▶ [Required action]
Please return the lines of the data below, word for word, from the first line through the line containing "hair in the photo above.".
★ ★ ★
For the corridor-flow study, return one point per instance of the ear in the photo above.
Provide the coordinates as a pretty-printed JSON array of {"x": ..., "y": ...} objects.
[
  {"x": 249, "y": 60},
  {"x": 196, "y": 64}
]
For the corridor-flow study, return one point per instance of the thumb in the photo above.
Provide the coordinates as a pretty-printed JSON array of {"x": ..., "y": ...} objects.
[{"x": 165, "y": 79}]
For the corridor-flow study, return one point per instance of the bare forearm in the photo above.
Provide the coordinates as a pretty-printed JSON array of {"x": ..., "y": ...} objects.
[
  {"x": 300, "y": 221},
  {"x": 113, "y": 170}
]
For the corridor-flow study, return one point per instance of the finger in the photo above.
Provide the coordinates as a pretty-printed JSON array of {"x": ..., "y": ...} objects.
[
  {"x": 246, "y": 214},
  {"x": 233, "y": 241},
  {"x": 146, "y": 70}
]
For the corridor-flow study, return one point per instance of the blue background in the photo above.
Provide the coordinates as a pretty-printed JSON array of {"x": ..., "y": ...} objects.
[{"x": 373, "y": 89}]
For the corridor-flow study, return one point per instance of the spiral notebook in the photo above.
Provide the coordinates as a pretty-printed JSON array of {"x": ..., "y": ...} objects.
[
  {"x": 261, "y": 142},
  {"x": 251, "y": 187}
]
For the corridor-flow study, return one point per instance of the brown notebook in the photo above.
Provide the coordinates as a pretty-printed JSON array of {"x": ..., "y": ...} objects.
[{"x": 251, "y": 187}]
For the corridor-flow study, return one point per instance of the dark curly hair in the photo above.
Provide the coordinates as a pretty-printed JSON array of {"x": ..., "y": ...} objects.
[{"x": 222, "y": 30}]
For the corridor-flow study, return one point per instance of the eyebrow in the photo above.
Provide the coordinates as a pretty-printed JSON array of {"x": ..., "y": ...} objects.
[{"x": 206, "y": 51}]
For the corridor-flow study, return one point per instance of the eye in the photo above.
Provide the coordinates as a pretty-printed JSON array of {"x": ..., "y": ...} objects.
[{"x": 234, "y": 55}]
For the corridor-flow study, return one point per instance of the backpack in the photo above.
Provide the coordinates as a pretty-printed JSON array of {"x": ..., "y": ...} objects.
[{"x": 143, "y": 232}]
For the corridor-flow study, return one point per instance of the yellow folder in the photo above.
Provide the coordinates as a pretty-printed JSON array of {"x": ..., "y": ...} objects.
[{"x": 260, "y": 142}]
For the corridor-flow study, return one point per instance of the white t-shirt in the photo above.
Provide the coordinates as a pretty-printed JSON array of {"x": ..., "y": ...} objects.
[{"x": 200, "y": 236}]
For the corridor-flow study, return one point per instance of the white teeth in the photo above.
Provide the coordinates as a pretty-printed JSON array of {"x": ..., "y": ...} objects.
★ ★ ★
▶ [Solved problem]
For the corridor-flow study, return one point per instance of the ear in the photo above.
Provide the coordinates as a pretty-printed JSON array of {"x": ..., "y": ...} objects.
[
  {"x": 249, "y": 60},
  {"x": 196, "y": 64}
]
For the corridor-flow study, return one point per instance of the thumb in the photo above.
Provide the coordinates as a pretty-printed JSON array of {"x": ..., "y": ...} objects.
[{"x": 165, "y": 79}]
For the corridor-flow study, return one point per instance of the bare forearm in the photo above.
Provide the coordinates as a pretty-printed JSON array of {"x": ..., "y": ...} objects.
[
  {"x": 300, "y": 221},
  {"x": 113, "y": 170}
]
For the corridor-flow study, return one point per instance of the finger in the photo above.
Provide the coordinates as a pretty-printed JSON array of {"x": ..., "y": ...} objects.
[
  {"x": 246, "y": 214},
  {"x": 233, "y": 241},
  {"x": 146, "y": 70}
]
For the corridor-flow study, return one point per instance of the blue background in the photo above.
Provide the coordinates as a pretty-printed JSON array of {"x": ..., "y": ...} objects.
[{"x": 373, "y": 89}]
For the corridor-flow study, return one point per instance of the spiral notebook in the photo above.
Provide the coordinates as a pretty-printed JSON array of {"x": ..., "y": ...} objects.
[
  {"x": 261, "y": 142},
  {"x": 251, "y": 187}
]
For the corridor-flow study, return one point per instance of the brown notebook in the photo above.
Provide the coordinates as a pretty-printed JSON array of {"x": ..., "y": ...} objects.
[{"x": 251, "y": 187}]
For the corridor-flow study, return one point per instance of the dark curly hair in the photo above.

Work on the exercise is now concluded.